#### What you will do
Work out how many lines in the data hold the string "sunglasses". Reply with only that number.

START Input data

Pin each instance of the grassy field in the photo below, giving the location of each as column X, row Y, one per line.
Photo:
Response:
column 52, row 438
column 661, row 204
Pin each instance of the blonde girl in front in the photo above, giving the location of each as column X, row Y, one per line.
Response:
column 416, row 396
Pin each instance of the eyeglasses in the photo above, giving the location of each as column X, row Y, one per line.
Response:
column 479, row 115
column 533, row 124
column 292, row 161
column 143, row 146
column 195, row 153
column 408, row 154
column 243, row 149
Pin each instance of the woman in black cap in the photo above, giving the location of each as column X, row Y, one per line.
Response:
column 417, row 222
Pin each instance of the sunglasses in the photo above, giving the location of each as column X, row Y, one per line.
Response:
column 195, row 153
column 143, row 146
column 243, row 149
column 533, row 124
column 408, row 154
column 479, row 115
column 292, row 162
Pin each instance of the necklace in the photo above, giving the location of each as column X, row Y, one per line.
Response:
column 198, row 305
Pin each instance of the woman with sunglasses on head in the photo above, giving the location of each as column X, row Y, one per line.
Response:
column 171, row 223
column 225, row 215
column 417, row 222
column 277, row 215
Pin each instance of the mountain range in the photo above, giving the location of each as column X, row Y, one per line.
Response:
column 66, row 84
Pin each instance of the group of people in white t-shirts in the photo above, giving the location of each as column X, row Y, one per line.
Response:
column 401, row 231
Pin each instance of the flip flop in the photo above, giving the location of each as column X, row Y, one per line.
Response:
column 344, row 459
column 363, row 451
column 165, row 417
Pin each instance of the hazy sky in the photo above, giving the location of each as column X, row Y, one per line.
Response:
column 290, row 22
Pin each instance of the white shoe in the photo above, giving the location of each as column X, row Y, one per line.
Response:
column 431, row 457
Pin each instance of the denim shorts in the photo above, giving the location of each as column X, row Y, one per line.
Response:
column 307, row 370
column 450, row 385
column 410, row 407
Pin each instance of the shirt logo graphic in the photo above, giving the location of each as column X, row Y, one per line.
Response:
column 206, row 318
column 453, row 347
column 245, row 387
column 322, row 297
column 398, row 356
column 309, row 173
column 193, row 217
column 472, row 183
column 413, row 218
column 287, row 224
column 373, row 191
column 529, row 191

END Input data

#### Exercise output
2